Document text:
The initial impacts were dramatic. The Atomic Energy Commission's nuclear licensing process was stopped dead in its tracks for more than a year as a result of the Calvert Cliffs decision. Outer Continental Shelf oil drilling was held up until a proper environmental impact statement was prepared. Controversy over the Alaska Oil Pipeline was brought to a close only when Congress decreed the environmental impact statement process was completed.

NEPA had other unexpected results. The Courts interpreted NEPA to cover not only direct impacts from federal projects and activities but also indirect effects. These indirect effects might include increased traffic or secondary development from projects. For example, the initial proposal for a John F. Kennedy library at Harvard University was dropped when the environmental impact statement projected increased congestion and air pollution.

Some have granted that the NEPA process has also been misused at times. For example, environmental impact statements have been used to challenge public housing projects. The real concerns in these cases were only partially environmental; in many, they were predominantly neighborhood issues; sometimes, they were racial issues.

Dataset records:
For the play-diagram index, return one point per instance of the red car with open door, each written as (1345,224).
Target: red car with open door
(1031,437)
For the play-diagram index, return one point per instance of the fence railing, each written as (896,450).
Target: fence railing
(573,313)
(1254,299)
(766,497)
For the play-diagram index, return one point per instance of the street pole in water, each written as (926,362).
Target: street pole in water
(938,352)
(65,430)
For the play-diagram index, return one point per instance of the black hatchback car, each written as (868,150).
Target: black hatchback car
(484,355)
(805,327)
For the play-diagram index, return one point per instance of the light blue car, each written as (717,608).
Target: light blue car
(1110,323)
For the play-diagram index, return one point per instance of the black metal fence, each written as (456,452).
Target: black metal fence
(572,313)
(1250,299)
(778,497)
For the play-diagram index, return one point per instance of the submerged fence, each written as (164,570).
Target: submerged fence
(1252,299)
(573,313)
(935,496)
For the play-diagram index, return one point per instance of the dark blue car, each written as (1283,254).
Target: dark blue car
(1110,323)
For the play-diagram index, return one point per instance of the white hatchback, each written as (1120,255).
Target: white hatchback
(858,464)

List of tasks:
[1] From the NEPA passage, return the stretch starting at "NEPA had other" and ending at "and air pollution.", copied word for word.
[2] According to the NEPA passage, why was the initial proposal for a John F. Kennedy library at Harvard University dropped?
The records can be set aside.

Answer set:
[1]
NEPA had other unexpected results. The Courts interpreted NEPA to cover not only direct impacts from federal projects and activities but also indirect effects. These indirect effects might include increased traffic or secondary development from projects. For example, the initial proposal for a John F. Kennedy library at Harvard University was dropped when the environmental impact statement projected increased congestion and air pollution.

[2] The environmental impact statement projected increased congestion and air pollution.